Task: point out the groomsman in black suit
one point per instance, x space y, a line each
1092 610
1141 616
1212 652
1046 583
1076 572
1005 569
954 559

◇ ◇ ◇ ◇ ◇ ◇ ◇

» **Exercise brief**:
Reproduce the listing above verbatim, from first line to last.

» **Response**:
Task: point out the groomsman in black suit
one point per instance, x space y, a line each
1092 610
1141 616
1212 652
1046 583
1076 572
1005 569
954 559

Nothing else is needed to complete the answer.